Items from a dataset:
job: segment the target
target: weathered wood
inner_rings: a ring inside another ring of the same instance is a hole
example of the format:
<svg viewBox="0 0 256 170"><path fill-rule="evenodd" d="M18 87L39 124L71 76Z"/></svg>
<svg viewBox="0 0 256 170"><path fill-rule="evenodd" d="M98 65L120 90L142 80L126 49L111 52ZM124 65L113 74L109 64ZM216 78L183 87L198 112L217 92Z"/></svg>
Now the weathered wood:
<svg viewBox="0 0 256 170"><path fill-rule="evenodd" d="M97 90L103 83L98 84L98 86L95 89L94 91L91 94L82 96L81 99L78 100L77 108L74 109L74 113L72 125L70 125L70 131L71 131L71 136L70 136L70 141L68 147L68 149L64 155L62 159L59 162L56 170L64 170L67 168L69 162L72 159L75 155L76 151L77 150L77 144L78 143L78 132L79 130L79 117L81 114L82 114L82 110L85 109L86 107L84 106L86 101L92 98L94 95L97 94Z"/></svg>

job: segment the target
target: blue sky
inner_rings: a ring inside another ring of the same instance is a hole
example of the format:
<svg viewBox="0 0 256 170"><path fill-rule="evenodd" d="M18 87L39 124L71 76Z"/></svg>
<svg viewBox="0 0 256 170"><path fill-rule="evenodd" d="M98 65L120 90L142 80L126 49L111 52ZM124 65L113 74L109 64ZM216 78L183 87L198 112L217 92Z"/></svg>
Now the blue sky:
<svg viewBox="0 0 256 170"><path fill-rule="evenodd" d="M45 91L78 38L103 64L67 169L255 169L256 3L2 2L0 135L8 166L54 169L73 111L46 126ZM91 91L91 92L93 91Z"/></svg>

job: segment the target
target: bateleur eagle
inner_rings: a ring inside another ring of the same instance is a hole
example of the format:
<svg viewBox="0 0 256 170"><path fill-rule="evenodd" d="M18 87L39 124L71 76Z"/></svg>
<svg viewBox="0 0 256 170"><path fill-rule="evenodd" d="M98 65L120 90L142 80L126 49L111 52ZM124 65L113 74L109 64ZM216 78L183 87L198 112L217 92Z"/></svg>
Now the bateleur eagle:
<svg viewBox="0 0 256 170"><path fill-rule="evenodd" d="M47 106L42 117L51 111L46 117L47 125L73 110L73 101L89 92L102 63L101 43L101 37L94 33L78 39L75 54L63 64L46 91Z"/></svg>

## Task brief
Please express all of these rows as a two-column CSV with the headers input and output, giving one line per row. Put each row's text under input and its answer under output, and place each value in a single quoted field with line breaks replaced by spaces.

## Output of the task
input,output
"job: segment the target target: weathered wood inner_rings: a ring inside another ring of the same instance is a hole example of the format: <svg viewBox=""0 0 256 170""><path fill-rule=""evenodd"" d=""M18 87L39 124L71 76Z""/></svg> <svg viewBox=""0 0 256 170""><path fill-rule=""evenodd"" d=""M98 65L120 90L142 80L126 49L111 52ZM124 65L113 74L109 64ZM216 78L183 87L198 112L217 92Z""/></svg> Now the weathered wood:","<svg viewBox=""0 0 256 170""><path fill-rule=""evenodd"" d=""M97 90L103 83L98 84L98 86L95 89L94 91L91 94L82 96L81 99L78 100L77 108L74 109L74 113L72 125L70 125L70 131L71 131L71 136L70 136L70 141L68 147L68 149L64 155L62 159L59 162L56 170L64 170L67 168L69 162L72 159L75 155L76 151L77 150L77 144L78 143L78 132L79 130L79 117L81 114L82 114L82 110L85 109L86 107L84 106L86 101L92 98L94 95L97 94Z""/></svg>"
"job: segment the target target: blue sky inner_rings: a ring inside another ring of the same instance is a hole example of the format: <svg viewBox=""0 0 256 170""><path fill-rule=""evenodd"" d=""M18 87L39 124L71 76Z""/></svg> <svg viewBox=""0 0 256 170""><path fill-rule=""evenodd"" d=""M98 65L120 90L142 80L126 49L111 52ZM124 65L113 74L109 64ZM216 78L183 87L198 112L217 92Z""/></svg> Now the blue sky:","<svg viewBox=""0 0 256 170""><path fill-rule=""evenodd"" d=""M45 91L78 38L103 64L67 169L255 169L256 3L2 2L0 135L8 166L54 169L73 111L46 126ZM91 91L91 92L93 91Z""/></svg>"
"job: segment the target target: bateleur eagle inner_rings: a ring inside another ring of the same instance is a hole example of the format: <svg viewBox=""0 0 256 170""><path fill-rule=""evenodd"" d=""M18 87L39 124L71 76Z""/></svg> <svg viewBox=""0 0 256 170""><path fill-rule=""evenodd"" d=""M98 65L120 90L142 80L126 49L111 52ZM124 65L113 74L109 64ZM216 78L183 87L198 112L217 92Z""/></svg> Now the bateleur eagle:","<svg viewBox=""0 0 256 170""><path fill-rule=""evenodd"" d=""M47 106L42 117L51 111L46 117L47 125L73 110L73 101L89 92L102 63L101 43L101 37L94 33L78 39L75 54L63 64L46 91Z""/></svg>"